What this task involves:
Output, without any change, the listing below from its opening line up to and including the line with "box: [0, 98, 41, 122]".

Data for review Start Marker

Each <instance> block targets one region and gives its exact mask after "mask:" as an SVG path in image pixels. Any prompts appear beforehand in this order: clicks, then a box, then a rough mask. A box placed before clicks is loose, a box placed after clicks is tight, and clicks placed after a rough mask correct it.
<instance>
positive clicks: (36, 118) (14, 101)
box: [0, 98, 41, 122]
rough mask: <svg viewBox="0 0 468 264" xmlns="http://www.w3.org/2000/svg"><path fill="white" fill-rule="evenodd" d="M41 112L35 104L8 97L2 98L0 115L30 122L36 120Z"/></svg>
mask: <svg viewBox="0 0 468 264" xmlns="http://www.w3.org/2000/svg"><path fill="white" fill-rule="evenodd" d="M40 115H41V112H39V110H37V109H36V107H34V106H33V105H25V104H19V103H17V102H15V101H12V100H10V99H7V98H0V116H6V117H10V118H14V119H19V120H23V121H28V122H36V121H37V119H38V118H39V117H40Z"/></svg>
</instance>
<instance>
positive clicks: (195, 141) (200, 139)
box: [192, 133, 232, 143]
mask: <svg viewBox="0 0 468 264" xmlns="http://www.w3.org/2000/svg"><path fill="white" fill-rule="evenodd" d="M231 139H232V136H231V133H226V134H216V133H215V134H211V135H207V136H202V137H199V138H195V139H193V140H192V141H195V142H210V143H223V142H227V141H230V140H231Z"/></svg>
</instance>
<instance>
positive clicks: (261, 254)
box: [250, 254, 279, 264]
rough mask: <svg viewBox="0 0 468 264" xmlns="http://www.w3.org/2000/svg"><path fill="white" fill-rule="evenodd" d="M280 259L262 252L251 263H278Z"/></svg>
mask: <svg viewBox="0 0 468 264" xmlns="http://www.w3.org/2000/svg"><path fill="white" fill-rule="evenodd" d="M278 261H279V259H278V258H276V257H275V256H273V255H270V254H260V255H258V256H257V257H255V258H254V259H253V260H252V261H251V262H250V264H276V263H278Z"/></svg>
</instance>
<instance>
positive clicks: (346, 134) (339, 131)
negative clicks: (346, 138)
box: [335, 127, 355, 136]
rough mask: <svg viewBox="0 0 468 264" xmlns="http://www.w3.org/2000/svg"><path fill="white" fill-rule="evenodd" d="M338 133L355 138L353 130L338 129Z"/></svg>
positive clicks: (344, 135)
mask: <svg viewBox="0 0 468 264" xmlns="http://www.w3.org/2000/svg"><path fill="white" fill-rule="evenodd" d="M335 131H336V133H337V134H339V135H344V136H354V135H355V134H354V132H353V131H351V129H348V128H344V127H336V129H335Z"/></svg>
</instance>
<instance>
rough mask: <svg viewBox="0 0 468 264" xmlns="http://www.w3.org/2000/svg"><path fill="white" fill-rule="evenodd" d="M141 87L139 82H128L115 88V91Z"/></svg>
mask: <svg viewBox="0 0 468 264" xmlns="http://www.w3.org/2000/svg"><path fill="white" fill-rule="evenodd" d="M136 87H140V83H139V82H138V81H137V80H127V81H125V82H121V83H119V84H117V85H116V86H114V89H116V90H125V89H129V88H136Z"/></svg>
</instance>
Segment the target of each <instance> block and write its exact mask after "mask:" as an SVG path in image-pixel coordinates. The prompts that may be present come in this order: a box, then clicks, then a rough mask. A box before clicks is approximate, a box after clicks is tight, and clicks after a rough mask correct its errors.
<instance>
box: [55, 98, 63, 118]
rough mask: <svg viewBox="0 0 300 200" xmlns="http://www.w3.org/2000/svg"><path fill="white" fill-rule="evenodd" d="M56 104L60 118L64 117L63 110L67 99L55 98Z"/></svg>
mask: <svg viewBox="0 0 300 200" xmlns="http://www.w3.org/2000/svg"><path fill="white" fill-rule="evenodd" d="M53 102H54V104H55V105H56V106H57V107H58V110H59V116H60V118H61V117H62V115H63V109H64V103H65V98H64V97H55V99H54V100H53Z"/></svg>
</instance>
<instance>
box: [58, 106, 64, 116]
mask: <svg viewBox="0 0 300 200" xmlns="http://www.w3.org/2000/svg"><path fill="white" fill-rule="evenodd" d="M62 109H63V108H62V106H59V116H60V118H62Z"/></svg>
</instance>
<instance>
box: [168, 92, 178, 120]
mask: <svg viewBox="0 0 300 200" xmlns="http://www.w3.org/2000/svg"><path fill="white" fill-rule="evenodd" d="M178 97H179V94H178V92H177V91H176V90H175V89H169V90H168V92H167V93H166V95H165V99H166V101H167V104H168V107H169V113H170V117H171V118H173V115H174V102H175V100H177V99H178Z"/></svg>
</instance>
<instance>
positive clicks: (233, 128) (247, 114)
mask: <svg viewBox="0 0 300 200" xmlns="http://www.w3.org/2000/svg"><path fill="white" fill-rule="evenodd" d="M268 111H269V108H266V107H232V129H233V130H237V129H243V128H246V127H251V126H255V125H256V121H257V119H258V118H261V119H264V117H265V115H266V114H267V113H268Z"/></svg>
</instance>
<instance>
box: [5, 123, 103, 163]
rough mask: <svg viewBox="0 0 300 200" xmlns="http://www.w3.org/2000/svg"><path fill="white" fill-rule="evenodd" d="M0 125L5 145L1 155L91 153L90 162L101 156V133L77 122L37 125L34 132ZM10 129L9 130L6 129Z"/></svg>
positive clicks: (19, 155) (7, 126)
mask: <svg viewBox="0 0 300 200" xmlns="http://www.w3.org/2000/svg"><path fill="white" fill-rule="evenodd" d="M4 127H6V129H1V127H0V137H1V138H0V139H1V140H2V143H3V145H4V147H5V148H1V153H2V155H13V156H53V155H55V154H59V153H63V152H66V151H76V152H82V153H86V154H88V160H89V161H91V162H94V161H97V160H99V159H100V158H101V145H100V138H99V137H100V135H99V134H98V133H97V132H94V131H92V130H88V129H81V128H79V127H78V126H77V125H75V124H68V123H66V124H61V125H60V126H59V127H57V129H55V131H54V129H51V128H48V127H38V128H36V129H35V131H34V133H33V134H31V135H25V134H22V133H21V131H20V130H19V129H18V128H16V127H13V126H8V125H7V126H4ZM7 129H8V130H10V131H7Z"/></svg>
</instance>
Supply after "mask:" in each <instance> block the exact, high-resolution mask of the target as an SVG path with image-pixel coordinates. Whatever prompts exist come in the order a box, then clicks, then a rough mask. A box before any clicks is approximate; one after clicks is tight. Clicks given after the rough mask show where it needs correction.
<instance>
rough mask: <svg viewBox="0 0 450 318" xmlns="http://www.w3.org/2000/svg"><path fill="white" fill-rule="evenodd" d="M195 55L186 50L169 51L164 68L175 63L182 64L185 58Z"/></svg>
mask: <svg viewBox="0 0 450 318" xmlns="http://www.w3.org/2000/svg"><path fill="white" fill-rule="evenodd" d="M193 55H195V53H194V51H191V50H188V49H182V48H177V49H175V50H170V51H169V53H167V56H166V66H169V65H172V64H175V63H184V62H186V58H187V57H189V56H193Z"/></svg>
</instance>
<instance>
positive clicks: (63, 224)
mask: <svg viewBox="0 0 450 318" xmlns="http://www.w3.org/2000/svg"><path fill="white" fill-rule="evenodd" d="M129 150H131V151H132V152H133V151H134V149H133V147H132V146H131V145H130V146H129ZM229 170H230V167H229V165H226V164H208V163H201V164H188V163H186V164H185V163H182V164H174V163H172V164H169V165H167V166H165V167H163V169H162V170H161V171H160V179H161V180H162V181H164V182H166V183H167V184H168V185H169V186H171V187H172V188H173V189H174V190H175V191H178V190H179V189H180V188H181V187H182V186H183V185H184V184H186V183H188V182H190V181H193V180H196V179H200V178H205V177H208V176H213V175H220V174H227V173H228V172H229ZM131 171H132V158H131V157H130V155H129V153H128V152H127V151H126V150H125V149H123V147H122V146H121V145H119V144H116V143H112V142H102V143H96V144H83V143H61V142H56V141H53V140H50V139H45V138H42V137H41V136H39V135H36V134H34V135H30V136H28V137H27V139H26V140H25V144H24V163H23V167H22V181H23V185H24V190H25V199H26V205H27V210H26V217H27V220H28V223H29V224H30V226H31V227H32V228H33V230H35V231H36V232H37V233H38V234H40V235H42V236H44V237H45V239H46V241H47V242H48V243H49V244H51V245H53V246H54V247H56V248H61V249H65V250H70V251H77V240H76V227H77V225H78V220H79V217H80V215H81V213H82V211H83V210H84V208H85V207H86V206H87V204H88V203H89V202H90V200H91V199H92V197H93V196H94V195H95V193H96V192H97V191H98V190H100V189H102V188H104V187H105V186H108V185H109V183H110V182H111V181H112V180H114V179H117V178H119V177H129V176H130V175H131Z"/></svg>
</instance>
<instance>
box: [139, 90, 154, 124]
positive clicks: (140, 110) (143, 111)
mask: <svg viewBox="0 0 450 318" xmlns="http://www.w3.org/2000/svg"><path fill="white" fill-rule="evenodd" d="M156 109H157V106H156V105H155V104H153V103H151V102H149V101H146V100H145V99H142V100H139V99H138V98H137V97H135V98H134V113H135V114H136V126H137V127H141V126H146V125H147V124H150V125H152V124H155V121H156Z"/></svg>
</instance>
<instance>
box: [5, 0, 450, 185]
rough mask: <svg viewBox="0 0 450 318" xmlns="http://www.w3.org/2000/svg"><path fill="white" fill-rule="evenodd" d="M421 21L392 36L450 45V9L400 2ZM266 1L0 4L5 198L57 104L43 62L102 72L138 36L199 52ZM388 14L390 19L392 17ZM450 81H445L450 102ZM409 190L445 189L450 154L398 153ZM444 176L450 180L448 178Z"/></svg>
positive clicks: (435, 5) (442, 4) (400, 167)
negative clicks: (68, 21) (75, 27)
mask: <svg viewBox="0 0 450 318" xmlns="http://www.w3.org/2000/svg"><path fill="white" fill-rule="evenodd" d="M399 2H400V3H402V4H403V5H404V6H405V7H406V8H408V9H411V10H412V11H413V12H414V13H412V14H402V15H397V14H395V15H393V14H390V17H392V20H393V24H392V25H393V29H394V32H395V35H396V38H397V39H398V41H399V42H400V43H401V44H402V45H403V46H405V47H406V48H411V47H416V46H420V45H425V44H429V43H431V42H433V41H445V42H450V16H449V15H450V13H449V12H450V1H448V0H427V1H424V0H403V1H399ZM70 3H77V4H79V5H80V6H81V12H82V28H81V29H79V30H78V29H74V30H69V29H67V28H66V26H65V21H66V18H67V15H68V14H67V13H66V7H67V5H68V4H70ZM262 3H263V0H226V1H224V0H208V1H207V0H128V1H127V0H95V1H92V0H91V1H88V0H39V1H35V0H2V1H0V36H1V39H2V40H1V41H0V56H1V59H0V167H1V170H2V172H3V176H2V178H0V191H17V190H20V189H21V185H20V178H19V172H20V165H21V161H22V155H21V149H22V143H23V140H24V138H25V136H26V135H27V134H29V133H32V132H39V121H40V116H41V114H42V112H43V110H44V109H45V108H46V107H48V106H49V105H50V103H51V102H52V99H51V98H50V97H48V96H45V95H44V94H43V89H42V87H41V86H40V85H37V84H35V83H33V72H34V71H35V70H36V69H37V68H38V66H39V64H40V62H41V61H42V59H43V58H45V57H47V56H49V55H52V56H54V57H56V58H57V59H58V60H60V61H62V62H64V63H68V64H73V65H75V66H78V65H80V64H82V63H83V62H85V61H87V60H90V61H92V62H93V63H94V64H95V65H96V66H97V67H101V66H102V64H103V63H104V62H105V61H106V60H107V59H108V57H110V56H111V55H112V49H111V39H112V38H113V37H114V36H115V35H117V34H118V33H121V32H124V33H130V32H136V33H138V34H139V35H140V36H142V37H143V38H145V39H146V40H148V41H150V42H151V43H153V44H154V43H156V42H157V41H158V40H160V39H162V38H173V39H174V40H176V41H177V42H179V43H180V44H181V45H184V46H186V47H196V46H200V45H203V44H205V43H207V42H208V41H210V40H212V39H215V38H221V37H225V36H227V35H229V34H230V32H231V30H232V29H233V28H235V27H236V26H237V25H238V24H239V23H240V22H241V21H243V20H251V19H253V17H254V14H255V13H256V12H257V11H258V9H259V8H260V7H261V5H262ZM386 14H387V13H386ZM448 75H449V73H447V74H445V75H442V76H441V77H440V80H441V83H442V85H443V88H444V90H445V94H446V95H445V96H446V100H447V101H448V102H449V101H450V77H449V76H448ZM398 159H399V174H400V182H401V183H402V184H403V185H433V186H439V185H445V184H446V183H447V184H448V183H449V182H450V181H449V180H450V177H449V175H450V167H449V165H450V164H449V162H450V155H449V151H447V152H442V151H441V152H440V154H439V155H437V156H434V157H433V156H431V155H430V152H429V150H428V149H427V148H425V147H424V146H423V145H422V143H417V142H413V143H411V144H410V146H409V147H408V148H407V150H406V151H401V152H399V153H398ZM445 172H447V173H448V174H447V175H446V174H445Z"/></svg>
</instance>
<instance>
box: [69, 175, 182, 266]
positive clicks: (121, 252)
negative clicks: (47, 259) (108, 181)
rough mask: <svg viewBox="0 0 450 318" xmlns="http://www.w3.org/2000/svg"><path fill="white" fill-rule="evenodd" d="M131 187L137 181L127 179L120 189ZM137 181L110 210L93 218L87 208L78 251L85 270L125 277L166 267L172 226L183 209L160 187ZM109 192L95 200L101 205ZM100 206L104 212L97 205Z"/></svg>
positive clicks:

Data for review End Marker

Solution for this task:
Each <instance> block targets one region and gives its exact mask after "mask:" as an SVG path in image pixels. Any prompts appear beforehand in this order: clicks, then a box, then a rough mask. A box placed before clicks is loose, a box placed after clicks is tight, and clicks placed after a rough mask correct it.
<instance>
positive clicks: (36, 118) (14, 101)
box: [0, 98, 41, 122]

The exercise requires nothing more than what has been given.